- **What the task requires**: Please swap "photograph" for "image" in the rows below, starting at the row that contains "Locate every instance of the woman's brown" and ending with the final row, and change nothing else. Give back only those rows, leaving out the picture lines.

- **Lines of data**:
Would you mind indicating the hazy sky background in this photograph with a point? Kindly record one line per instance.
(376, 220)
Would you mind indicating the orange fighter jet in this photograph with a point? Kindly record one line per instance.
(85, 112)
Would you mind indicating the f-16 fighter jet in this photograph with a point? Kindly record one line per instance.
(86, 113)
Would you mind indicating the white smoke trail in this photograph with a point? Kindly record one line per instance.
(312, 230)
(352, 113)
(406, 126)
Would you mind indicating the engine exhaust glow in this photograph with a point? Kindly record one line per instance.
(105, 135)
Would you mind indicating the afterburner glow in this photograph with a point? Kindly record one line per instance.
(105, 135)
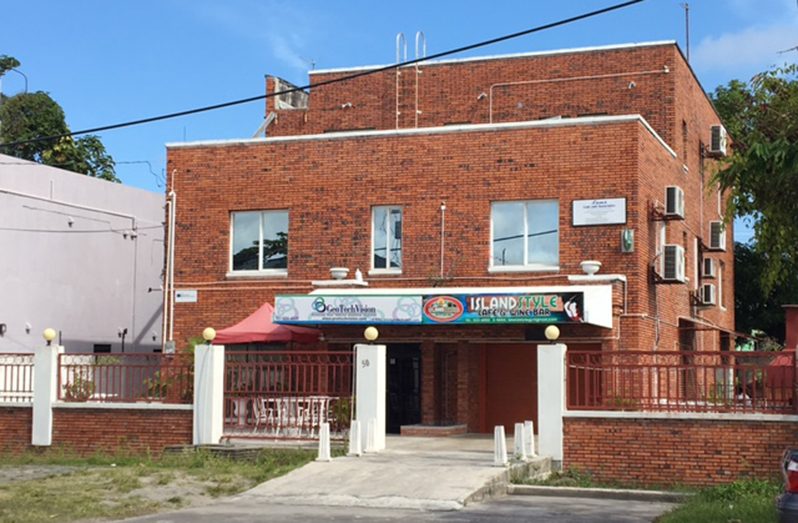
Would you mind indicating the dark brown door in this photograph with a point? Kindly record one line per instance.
(510, 386)
(404, 387)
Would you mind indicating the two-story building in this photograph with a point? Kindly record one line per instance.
(463, 196)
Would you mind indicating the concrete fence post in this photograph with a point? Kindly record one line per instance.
(45, 392)
(499, 446)
(355, 444)
(370, 395)
(208, 394)
(551, 400)
(519, 446)
(529, 438)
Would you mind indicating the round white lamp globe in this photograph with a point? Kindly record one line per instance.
(371, 333)
(552, 332)
(49, 335)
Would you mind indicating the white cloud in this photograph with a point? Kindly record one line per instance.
(754, 46)
(757, 47)
(283, 28)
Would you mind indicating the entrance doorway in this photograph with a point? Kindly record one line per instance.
(511, 375)
(404, 386)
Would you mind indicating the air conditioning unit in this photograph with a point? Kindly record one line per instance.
(717, 236)
(717, 142)
(674, 202)
(708, 270)
(673, 263)
(707, 294)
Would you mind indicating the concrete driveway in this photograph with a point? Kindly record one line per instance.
(506, 509)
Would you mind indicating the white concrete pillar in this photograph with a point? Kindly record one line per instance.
(208, 394)
(355, 441)
(45, 392)
(519, 445)
(499, 446)
(324, 443)
(551, 400)
(370, 393)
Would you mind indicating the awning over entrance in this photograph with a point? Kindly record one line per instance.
(258, 327)
(566, 304)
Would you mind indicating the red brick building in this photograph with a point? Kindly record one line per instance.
(543, 160)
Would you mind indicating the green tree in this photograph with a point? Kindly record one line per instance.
(762, 173)
(755, 307)
(27, 116)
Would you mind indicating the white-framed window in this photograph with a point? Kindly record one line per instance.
(386, 239)
(259, 242)
(525, 235)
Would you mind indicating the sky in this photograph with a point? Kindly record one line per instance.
(112, 61)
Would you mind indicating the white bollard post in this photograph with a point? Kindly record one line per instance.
(370, 391)
(529, 438)
(551, 401)
(499, 447)
(519, 451)
(324, 443)
(208, 394)
(45, 380)
(355, 443)
(371, 429)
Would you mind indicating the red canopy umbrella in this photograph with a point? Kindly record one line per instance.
(258, 327)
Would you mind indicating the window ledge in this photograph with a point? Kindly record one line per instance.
(255, 275)
(385, 272)
(520, 268)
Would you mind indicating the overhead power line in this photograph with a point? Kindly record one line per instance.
(359, 74)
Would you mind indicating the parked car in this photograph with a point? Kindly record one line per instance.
(787, 502)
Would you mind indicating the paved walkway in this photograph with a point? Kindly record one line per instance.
(414, 473)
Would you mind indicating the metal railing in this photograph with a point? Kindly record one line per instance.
(16, 378)
(287, 395)
(682, 381)
(125, 378)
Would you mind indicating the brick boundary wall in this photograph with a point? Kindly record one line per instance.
(15, 428)
(98, 429)
(88, 430)
(676, 451)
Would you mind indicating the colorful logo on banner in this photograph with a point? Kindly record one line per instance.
(431, 310)
(443, 309)
(347, 309)
(505, 308)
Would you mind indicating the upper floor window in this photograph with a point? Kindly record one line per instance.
(525, 235)
(386, 238)
(260, 241)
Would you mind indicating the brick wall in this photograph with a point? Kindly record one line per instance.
(128, 430)
(676, 451)
(15, 428)
(566, 84)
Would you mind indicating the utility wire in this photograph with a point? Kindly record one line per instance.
(359, 74)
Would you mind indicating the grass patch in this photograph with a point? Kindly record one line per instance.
(119, 486)
(750, 501)
(582, 479)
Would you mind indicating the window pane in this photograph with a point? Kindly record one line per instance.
(246, 232)
(380, 235)
(275, 240)
(395, 238)
(543, 240)
(508, 233)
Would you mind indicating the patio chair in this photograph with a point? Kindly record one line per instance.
(264, 412)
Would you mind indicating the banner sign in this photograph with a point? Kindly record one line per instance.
(565, 307)
(504, 308)
(599, 212)
(373, 310)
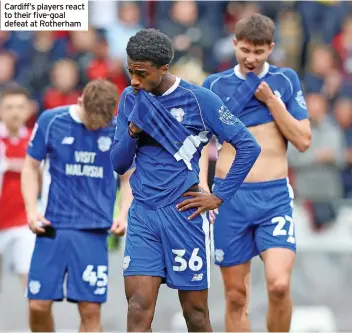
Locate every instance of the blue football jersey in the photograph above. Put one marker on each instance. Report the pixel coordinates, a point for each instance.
(283, 81)
(159, 179)
(79, 184)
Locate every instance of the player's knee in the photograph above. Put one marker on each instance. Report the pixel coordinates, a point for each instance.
(278, 288)
(89, 312)
(39, 307)
(140, 310)
(196, 316)
(236, 299)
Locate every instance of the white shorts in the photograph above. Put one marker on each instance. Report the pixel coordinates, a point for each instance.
(16, 245)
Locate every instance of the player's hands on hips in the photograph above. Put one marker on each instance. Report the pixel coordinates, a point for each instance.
(134, 129)
(264, 92)
(213, 212)
(201, 200)
(37, 222)
(118, 228)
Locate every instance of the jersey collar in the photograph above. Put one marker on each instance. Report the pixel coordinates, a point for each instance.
(261, 75)
(172, 88)
(74, 114)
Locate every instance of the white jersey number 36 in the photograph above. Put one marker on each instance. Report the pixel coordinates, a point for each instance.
(195, 263)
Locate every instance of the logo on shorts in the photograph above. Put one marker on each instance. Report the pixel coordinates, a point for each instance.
(126, 262)
(219, 255)
(104, 143)
(226, 116)
(34, 287)
(197, 277)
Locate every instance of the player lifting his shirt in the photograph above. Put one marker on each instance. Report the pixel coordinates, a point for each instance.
(258, 220)
(168, 230)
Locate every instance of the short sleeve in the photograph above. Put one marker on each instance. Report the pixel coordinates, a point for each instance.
(217, 117)
(296, 104)
(122, 120)
(38, 143)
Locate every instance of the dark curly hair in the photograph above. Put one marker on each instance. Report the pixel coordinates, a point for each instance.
(150, 45)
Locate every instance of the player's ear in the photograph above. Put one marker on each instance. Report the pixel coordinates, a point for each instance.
(164, 69)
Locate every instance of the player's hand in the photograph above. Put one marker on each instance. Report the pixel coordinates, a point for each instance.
(202, 201)
(118, 228)
(37, 222)
(264, 92)
(135, 129)
(212, 213)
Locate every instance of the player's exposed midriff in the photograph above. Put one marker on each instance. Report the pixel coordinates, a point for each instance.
(271, 163)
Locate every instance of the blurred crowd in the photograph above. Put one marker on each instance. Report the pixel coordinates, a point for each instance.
(313, 37)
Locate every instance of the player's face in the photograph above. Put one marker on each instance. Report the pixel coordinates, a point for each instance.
(145, 76)
(14, 111)
(250, 57)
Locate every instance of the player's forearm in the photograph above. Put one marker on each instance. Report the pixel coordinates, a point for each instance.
(247, 152)
(15, 164)
(204, 167)
(294, 130)
(125, 195)
(30, 187)
(122, 153)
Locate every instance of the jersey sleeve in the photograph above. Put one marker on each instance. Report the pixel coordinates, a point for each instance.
(39, 141)
(296, 104)
(123, 151)
(207, 83)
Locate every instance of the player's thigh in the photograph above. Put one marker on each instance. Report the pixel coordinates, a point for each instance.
(47, 268)
(278, 264)
(6, 238)
(87, 272)
(233, 235)
(186, 246)
(237, 284)
(194, 303)
(22, 250)
(143, 254)
(277, 231)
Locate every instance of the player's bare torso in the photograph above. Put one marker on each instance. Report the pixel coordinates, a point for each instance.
(272, 162)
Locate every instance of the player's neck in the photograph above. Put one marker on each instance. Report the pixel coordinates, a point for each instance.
(79, 112)
(167, 82)
(13, 132)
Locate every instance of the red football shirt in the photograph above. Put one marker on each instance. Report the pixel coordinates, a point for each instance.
(12, 209)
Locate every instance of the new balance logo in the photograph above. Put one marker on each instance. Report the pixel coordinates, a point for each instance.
(68, 140)
(197, 277)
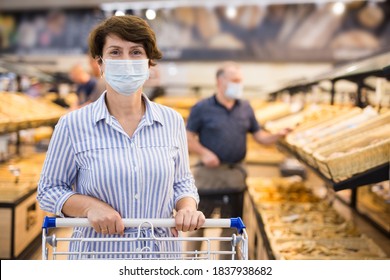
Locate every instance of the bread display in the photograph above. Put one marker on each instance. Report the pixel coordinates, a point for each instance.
(331, 249)
(24, 111)
(300, 225)
(272, 111)
(19, 176)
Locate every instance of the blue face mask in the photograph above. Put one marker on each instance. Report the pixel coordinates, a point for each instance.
(126, 76)
(233, 90)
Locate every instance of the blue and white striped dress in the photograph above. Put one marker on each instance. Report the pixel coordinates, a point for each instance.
(142, 176)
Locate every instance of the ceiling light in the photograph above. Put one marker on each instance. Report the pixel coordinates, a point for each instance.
(119, 13)
(231, 12)
(338, 8)
(150, 14)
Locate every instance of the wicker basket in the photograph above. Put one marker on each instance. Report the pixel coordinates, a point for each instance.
(302, 135)
(312, 231)
(338, 163)
(337, 248)
(308, 151)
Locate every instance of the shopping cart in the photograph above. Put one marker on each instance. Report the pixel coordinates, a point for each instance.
(141, 246)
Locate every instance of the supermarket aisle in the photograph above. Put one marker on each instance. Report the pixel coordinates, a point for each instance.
(318, 187)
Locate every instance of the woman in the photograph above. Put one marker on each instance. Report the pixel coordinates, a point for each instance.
(125, 156)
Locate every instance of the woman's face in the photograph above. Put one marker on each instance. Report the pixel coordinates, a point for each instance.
(117, 48)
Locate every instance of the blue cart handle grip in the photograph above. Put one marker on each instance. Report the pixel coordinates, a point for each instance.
(54, 222)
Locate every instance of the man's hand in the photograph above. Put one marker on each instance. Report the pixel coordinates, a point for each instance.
(210, 159)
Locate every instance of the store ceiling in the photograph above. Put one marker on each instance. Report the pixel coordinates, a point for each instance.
(137, 4)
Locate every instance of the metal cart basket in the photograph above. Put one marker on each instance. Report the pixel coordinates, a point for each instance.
(139, 245)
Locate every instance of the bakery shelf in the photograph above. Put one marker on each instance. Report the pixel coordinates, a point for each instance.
(374, 175)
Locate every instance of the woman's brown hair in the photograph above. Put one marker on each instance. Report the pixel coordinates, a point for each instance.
(129, 28)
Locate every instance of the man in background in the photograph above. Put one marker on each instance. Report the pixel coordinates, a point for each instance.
(217, 128)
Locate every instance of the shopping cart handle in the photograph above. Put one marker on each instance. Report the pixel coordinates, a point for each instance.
(54, 222)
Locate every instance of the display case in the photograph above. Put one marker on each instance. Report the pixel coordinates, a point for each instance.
(25, 123)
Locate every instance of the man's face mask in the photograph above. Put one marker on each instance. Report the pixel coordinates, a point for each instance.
(126, 76)
(234, 90)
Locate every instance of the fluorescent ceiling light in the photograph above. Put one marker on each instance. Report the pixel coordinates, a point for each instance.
(155, 4)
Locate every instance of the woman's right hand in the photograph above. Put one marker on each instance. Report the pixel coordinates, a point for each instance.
(105, 219)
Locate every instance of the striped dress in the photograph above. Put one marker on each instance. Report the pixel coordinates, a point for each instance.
(142, 176)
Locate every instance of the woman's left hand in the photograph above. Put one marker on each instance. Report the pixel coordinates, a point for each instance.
(188, 220)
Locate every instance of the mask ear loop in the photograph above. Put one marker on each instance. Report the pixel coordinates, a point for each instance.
(100, 68)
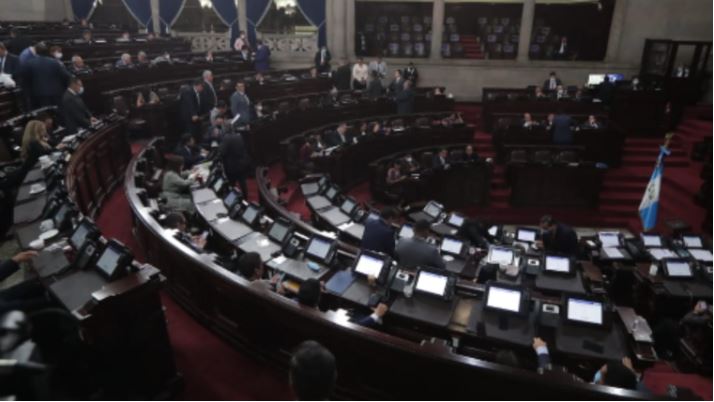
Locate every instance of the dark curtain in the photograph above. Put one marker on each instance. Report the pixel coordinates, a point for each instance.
(228, 13)
(82, 9)
(141, 11)
(169, 10)
(255, 10)
(314, 11)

- **Written answer**:
Locate every instance of the woman's brown hair in the image above. Put one marker on each instance. Report the pixel coordinates, a point for each instance.
(129, 28)
Locate every instance of the man in background in the image above. Put one marker on each instance. Report the pixel coordinates, a point for each instance.
(217, 128)
Locate every instance of the shopping cart handle in the image above. Put one marker on each instance. Report the pixel coordinates, a point for each instance.
(54, 222)
Locate every instance of the display case in the image above. Put one marker on each instance. Report the pixel coordinates, a point for each instance.
(25, 123)
Locate every instance of the man's face mask in the image above. Put one marker on each instance. Report the pixel coordinates, a point for each instance.
(126, 76)
(234, 90)
Locate every instance of the fluorescent ceiling light in the image above. Put one marker on each instance. Report the pixel coordinates, a point for each instance.
(155, 4)
Locate every instance of the woman's right hand in the image above. Put one marker on each instance. Report the pixel coordinates, a point for each instance.
(105, 219)
Locate every instance of the striped dress in the image above. Put one marker on each instance. Report the pixel coordinates, a point for each instance.
(142, 176)
Locate every instance of the woman's left hand in the image above. Put one marker on each instance. Report the pixel coordinates, a point for each instance.
(188, 220)
Locate every instance of the mask ear loop in the image above. Put one marker on each instance. Report the pixel coordinates, a point for each instance.
(100, 68)
Locate every instance of the dark curtain in the image above. Put one marker on each instance. Report the pixel coordinates, a point for each instance.
(228, 13)
(82, 9)
(141, 11)
(169, 10)
(255, 10)
(314, 11)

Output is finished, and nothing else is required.